— start of Data supplied —

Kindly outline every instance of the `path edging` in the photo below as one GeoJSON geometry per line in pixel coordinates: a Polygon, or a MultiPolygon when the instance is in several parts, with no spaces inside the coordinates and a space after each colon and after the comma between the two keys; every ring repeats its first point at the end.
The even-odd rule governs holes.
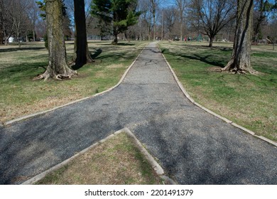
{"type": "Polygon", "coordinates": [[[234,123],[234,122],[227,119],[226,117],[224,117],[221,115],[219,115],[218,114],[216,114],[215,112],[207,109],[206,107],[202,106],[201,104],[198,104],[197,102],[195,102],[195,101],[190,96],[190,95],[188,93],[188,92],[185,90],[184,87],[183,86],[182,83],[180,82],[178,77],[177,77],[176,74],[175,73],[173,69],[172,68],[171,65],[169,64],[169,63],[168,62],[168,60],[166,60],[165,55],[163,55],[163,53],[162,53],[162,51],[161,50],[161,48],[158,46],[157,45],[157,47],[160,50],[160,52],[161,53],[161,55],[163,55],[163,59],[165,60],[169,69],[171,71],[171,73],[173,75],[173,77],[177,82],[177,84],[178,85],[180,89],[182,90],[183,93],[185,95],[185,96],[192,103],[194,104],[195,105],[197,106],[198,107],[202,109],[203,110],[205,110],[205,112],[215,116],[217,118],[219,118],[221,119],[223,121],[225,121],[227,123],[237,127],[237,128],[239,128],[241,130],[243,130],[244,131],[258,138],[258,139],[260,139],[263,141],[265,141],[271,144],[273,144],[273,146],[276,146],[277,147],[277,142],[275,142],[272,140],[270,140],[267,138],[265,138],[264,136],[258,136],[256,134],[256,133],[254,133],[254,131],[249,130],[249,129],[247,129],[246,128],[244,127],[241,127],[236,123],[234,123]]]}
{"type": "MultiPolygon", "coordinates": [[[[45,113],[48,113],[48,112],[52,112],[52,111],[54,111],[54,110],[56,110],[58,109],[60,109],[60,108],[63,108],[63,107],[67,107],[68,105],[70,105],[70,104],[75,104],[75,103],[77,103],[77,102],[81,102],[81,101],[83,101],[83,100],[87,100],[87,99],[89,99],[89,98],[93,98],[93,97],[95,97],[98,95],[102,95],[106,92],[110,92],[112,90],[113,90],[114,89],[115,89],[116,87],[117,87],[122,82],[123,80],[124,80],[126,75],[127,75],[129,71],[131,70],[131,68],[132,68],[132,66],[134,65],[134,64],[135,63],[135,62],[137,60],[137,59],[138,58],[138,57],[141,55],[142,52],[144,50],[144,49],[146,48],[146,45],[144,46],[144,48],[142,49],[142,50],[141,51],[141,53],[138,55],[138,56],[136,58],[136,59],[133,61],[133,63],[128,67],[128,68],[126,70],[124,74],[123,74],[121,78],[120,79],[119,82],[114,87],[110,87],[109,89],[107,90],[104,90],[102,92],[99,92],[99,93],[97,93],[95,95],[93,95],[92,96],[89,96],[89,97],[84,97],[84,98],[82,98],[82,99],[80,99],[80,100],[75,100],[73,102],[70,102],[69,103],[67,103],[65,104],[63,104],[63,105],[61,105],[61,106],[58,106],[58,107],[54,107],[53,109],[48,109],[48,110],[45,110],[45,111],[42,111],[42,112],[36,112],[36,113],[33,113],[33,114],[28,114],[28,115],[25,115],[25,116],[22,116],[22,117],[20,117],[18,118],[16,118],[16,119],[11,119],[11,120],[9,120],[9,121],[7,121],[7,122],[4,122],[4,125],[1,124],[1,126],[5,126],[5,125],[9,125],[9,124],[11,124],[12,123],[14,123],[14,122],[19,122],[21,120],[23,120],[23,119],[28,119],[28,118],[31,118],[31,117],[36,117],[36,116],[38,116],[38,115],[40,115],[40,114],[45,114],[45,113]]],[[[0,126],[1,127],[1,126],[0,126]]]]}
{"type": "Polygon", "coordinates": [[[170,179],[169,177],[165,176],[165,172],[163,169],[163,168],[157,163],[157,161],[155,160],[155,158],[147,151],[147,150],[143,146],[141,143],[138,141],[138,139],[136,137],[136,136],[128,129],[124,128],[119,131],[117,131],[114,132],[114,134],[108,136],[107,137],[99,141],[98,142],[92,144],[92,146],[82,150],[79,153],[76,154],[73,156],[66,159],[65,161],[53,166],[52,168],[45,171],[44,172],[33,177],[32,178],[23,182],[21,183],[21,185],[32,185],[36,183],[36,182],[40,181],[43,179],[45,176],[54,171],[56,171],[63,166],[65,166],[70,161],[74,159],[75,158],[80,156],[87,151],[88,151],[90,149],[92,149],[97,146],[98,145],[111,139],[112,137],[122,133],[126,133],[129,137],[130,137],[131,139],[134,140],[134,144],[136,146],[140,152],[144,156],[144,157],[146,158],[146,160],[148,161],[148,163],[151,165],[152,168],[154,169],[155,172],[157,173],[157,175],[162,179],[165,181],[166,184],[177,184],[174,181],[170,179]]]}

— end of Data supplied —

__Set exercise__.
Update every row by replacing "path edging" with "garden border" and changing nothing else, then give the rows again without the pictures.

__Answer below__.
Kindly outline every instance of the `garden border` in the photo below as one GeoJSON geometry per line in pixel coordinates: a Polygon, or a MultiPolygon when the instance is in several parts, with no spaces inside the coordinates and a space after each colon and after the comma between the two keys; every ring repeats its first point at the end.
The even-odd rule governs holes.
{"type": "Polygon", "coordinates": [[[234,123],[234,122],[227,119],[226,117],[224,117],[221,115],[219,115],[218,114],[216,114],[215,112],[207,109],[206,107],[202,106],[201,104],[198,104],[197,102],[195,102],[195,101],[190,96],[190,95],[188,93],[188,92],[185,90],[184,87],[183,86],[182,83],[180,82],[178,77],[177,77],[176,74],[175,73],[173,69],[172,68],[171,65],[169,64],[169,63],[168,62],[168,60],[166,60],[165,55],[163,55],[163,53],[162,53],[162,51],[161,50],[161,48],[158,46],[157,45],[157,47],[160,50],[160,52],[161,53],[161,55],[163,55],[163,59],[165,60],[169,69],[171,71],[171,73],[173,75],[173,77],[177,82],[177,84],[178,85],[180,89],[182,90],[183,93],[185,95],[185,96],[192,103],[194,104],[195,105],[197,106],[198,107],[202,109],[203,110],[205,110],[205,112],[215,116],[217,118],[219,118],[221,119],[223,121],[225,121],[227,123],[237,127],[237,128],[239,128],[241,130],[243,130],[244,131],[258,138],[258,139],[260,139],[263,141],[265,141],[271,144],[273,144],[273,146],[276,146],[277,147],[277,142],[275,142],[272,140],[270,140],[267,138],[265,138],[264,136],[258,136],[256,134],[256,133],[254,133],[254,131],[249,130],[249,129],[247,129],[246,128],[244,127],[241,127],[236,123],[234,123]]]}
{"type": "MultiPolygon", "coordinates": [[[[45,113],[48,113],[48,112],[52,112],[52,111],[54,111],[54,110],[56,110],[58,109],[60,109],[60,108],[63,108],[63,107],[67,107],[68,105],[70,105],[70,104],[75,104],[75,103],[77,103],[77,102],[81,102],[81,101],[83,101],[83,100],[87,100],[87,99],[89,99],[89,98],[93,98],[93,97],[95,97],[98,95],[102,95],[106,92],[110,92],[112,90],[113,90],[114,89],[115,89],[116,87],[117,87],[122,82],[123,80],[124,80],[126,75],[127,75],[129,71],[131,70],[131,68],[132,68],[132,66],[134,65],[134,64],[135,63],[135,62],[137,60],[137,59],[138,58],[138,57],[141,55],[142,52],[144,50],[144,49],[146,48],[146,45],[144,46],[144,48],[142,49],[142,50],[141,51],[141,53],[138,55],[138,56],[136,58],[136,59],[133,61],[133,63],[128,67],[128,68],[126,70],[124,74],[123,74],[121,78],[120,79],[119,82],[114,87],[110,87],[109,89],[107,90],[104,90],[102,92],[99,92],[99,93],[97,93],[95,95],[93,95],[92,96],[89,96],[89,97],[84,97],[84,98],[82,98],[82,99],[80,99],[80,100],[75,100],[73,102],[70,102],[69,103],[67,103],[65,104],[63,104],[63,105],[61,105],[61,106],[58,106],[58,107],[54,107],[53,109],[48,109],[48,110],[45,110],[45,111],[42,111],[42,112],[36,112],[36,113],[33,113],[33,114],[28,114],[28,115],[25,115],[25,116],[22,116],[22,117],[20,117],[18,118],[16,118],[16,119],[11,119],[11,120],[9,120],[9,121],[7,121],[7,122],[4,122],[4,125],[1,124],[1,126],[5,126],[5,125],[9,125],[9,124],[11,124],[12,123],[14,123],[14,122],[19,122],[21,120],[23,120],[23,119],[28,119],[28,118],[31,118],[31,117],[36,117],[36,116],[38,116],[38,115],[40,115],[40,114],[45,114],[45,113]]],[[[0,126],[1,127],[1,126],[0,126]]]]}
{"type": "Polygon", "coordinates": [[[170,179],[169,177],[165,176],[165,172],[163,169],[163,168],[157,163],[157,161],[155,160],[155,158],[147,151],[147,150],[143,146],[141,143],[138,141],[138,139],[136,137],[136,136],[128,129],[124,128],[119,131],[117,131],[114,132],[114,134],[108,136],[107,137],[99,141],[98,142],[92,144],[92,146],[82,150],[79,153],[76,154],[73,156],[66,159],[65,161],[53,166],[52,168],[45,171],[44,172],[33,177],[32,178],[23,182],[21,183],[21,185],[32,185],[36,183],[36,182],[40,181],[43,179],[45,176],[54,171],[56,171],[63,166],[65,166],[70,161],[74,159],[75,158],[80,156],[87,151],[88,151],[90,149],[92,149],[97,146],[98,145],[111,139],[112,137],[122,133],[126,133],[129,137],[130,137],[131,139],[134,140],[134,144],[136,146],[140,152],[144,156],[144,157],[146,158],[146,160],[148,161],[148,163],[151,165],[152,168],[154,169],[155,172],[157,173],[157,175],[162,179],[165,181],[166,184],[177,184],[174,181],[170,179]]]}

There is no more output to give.